● **Dataset records**:
"""
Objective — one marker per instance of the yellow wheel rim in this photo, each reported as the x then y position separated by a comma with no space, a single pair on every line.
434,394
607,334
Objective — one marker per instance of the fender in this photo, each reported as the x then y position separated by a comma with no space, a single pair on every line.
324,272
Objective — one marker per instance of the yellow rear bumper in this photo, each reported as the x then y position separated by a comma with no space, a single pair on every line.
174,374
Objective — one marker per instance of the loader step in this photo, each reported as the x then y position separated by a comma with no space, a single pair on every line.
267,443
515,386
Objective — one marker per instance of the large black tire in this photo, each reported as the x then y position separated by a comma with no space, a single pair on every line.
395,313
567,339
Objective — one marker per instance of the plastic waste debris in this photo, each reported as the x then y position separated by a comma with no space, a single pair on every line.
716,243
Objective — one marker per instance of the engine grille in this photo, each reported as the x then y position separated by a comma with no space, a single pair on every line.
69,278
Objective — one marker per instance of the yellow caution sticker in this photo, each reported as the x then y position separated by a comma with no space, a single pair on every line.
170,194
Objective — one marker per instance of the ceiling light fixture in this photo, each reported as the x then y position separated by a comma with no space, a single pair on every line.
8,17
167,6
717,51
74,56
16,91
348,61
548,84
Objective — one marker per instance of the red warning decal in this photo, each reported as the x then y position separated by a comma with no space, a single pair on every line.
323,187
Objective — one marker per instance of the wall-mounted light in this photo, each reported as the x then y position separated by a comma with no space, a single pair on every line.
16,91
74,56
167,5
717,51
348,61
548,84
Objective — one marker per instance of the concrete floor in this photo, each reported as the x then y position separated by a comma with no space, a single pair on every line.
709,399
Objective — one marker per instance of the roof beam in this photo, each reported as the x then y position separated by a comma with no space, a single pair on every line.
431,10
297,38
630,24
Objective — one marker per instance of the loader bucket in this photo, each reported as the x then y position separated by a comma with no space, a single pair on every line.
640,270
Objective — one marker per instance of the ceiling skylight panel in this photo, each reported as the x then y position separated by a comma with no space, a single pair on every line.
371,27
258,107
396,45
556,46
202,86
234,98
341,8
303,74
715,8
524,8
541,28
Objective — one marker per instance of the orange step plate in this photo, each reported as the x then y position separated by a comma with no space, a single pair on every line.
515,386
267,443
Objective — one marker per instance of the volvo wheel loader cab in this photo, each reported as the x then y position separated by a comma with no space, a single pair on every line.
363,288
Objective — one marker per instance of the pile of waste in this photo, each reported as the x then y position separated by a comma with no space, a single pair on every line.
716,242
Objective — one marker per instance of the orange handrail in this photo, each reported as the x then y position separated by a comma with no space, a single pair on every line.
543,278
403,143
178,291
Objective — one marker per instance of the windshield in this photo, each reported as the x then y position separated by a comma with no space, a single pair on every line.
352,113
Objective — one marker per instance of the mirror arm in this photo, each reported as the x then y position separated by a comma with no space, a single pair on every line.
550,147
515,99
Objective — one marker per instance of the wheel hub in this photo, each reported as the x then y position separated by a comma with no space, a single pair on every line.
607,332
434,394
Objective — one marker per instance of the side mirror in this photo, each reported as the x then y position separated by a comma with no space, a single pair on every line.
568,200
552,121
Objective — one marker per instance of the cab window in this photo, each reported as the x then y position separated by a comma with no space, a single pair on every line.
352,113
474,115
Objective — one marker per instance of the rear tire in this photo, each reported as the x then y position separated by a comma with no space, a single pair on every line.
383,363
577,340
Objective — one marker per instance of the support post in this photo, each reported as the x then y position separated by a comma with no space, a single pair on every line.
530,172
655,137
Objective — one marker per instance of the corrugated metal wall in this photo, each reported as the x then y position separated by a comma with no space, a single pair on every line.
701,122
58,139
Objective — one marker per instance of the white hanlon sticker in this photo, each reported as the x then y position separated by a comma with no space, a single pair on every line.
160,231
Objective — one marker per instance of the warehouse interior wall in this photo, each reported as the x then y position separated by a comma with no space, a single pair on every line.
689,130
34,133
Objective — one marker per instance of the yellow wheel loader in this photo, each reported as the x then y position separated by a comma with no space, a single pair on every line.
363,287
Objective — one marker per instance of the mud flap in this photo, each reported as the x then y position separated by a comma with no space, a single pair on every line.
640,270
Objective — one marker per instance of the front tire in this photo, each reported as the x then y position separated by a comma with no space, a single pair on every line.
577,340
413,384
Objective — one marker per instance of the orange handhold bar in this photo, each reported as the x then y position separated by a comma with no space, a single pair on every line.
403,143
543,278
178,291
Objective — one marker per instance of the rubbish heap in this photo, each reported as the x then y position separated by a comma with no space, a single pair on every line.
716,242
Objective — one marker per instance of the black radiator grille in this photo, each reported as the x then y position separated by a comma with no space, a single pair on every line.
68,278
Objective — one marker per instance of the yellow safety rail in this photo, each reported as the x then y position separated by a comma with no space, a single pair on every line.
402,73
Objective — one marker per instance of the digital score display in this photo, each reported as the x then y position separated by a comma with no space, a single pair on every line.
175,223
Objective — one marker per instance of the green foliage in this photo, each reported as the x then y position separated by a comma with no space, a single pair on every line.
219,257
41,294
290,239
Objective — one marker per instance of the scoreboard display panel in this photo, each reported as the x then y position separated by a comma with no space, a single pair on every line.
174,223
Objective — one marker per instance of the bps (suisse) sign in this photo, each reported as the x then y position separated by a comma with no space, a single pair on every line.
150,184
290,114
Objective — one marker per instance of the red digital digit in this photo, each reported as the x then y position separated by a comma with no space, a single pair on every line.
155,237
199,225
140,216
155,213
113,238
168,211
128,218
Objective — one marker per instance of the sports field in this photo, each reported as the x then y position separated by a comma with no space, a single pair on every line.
"""
● **What you have to do**: Copy out the whole listing, word for word.

● **Written answer**:
Objective — one marker per instance of the yellow wheel rim in this photo, each reported as the x then y position separated by a comma with no space, a single pair on every line.
434,394
607,334
Objective — one marker per instance of the fender in this photo, each reported as the x then y position separated by a comma with no space, a single pair on every line.
324,272
Objective — one marker per instance of the yellow rear bumper in this photo, each reported as the x then y position separated by a comma with no space, a single pair on every line.
174,374
Objective — one marker per instance of the loader step in this photo, each reported as the x then y position separated by a comma with no space, a single pair on every line.
267,443
515,386
Objective — one marker per instance of the large black tire in this photo, each reported as the x then y position separated by a comma with no space, a single pair on every line.
395,313
567,339
Objective — one marker per instance of the plastic waste debris in this photo, each reported as the x then y position separated by a comma with no space, a single pair on every line.
716,243
Objective — one marker per instance of the engine grille in this photo, each reported as the x then y position separated by a comma with no space, a single pair on every line.
69,278
Objective — one marker per instance of the yellow caution sticker in this photo, each reported as the x then y position separated by a comma with no space, a single pair on every line.
170,194
Objective — one marker per instance of the ceiling light fixture in this photo, each reported as the x then y position separated by a comma with no space, a single pair on every line.
8,17
167,6
717,51
74,56
16,91
348,61
548,84
Objective — one marker per instance of the red warning decal in this photo, each reported as the x then y position separated by a comma with no space, a single pair on every line.
323,187
Objective — one marker per instance of the wall-mounted light in this photo, each reported as the x then y position separated by a comma with no space, a single pair on every line.
16,91
74,56
167,5
717,51
348,61
548,84
Objective — one marker per instance of the concrete floor in this photo, each reported as the x then y position separated by a comma with no space, a single pair on every line.
709,399
Objective — one marker per instance of the roof beam in this photo, each reported as the x then y position separated by a comma with no space, a single pair on every line.
431,10
297,38
630,24
Objective — one marker per instance of the loader bucket in this photo, each reported as the x then y position separated by a comma with no space, a single pair on every line.
640,270
Objective — one marker per instance of the ceiling skylight panel in this photo, each reported as the x then y position separated by a comma with no space, a single pair on every line.
371,27
258,107
396,45
556,46
202,86
234,98
341,8
303,74
715,8
524,8
541,28
Objective — one marker per instance of the orange step plate in this photo, each reported as the x then y position separated by a comma with no space, a single pair on every line.
515,386
267,443
Objective — one marker per instance of the volvo wheel loader cab in this photo, each reported as the x then y position separated by a comma with no space, a single pair on every line.
363,288
Objective — one marker per instance of the pile of waste in this photo, each reported as the x then y position separated by a comma with no space, a single pair on every line.
716,242
Objective — one marker per instance of the orange handrail in this photo, each reported as the x then y position separated by a comma with no space, a single pair on every line.
543,278
403,143
178,291
Objective — one marker per instance of the windshield in this photo, each reported as the x then y position separated by a comma with no space, a single pair on every line.
352,113
Objective — one marker per instance of the mirror arm in this photo, each reported as the x then y position separated by a comma with no space, a single pair on every line.
550,147
515,99
Objective — one marker per instance of the wheel hub in this photo, each reported as the x then y position separated by a comma with no space, a single pair on every line.
607,332
434,394
Objective — one marker per instance of the side mirror in this photo, each reported as the x then y position separated by a comma with no space, a single pair on every line.
568,200
552,121
Objective — one marker per instance of the cab window in this photo, each reported as the x then y position separated by a comma with no space, a single pair on every line.
352,113
474,115
Objective — one marker per instance of the rear tire in this photo, each reported as the x then y position separated by a comma with no space, a single pair on every line.
383,363
577,340
Objective — one marker per instance of the support post in this photo, each reported as the x then y position separated by a comma with no space, a single pair on every line.
530,172
655,137
Objective — one marker per instance of the corrugated metal wall in this photo, each reported as the x then y position separated by a comma with no space, a single pair on every line.
701,122
58,139
Objective — one marker per instance of the white hanlon sticker in this photo, each reported as the x then y position separated by a comma with no space, a single pair on every line.
160,231
Objective — one marker per instance of the warehouse interior wall in this photo, each reported as the x then y position separated by a comma with no space, a single pair on every line.
689,130
34,133
Objective — one marker per instance of the yellow wheel loader in this photo, each reported as the x then y position separated by a comma with no space, a single pair on every line.
363,287
Objective — one marker per instance of the mud flap in this photo, each reported as the x then y position separated by a comma with no space, a single pair on every line.
640,270
Objective — one marker per instance of the front tire in this photo, each reported as the x then y position separated by a comma with no space, a single pair on every line.
577,340
413,384
Objective — one marker per instance of the orange handhold bar in this photo, each reported as the x then y position separated by a comma with no space, a single pair on every line.
403,143
543,278
178,291
Objective — one marker per instance of the rubbish heap in this photo, each reported as the x then y position separated by a comma with no space, a single pair on every line.
716,242
Objective — one marker per instance of the black radiator grille in this photo, each reported as the x then y position separated by a comma with no space, a single pair on every line.
68,278
Objective — one marker per instance of the yellow safety rail in this photo, each reported as the x then y position separated by a comma with no space, a single pair on every line.
402,73
Objective — one marker per instance of the digital score display in this photo, each reported as the x then y position separated by a comma with no space, a single pair on every line.
175,223
Objective — one marker per instance of the green foliage in this photo, each reported as the x then y position separated by a comma with no space, a single pair on every line.
219,257
41,294
290,239
Objective — one marker per instance of the scoreboard display panel in this photo, each reported as the x then y position separated by a comma with no space, a single pair on every line.
174,223
Objective — one marker per instance of the bps (suisse) sign in this photo, each reported as the x then y position separated by a comma with no space, a single pair on every line.
150,184
290,114
Objective — one marker per instance of the red digital digit in this photo, each reported as the x then y position separated by a comma with no space, a single pair on every line.
155,237
199,225
140,216
155,213
113,238
168,211
128,218
Objective — one marker per instance of the sports field in this photo, each reported as the x then y position separated by a comma with no space, a single pair on every line.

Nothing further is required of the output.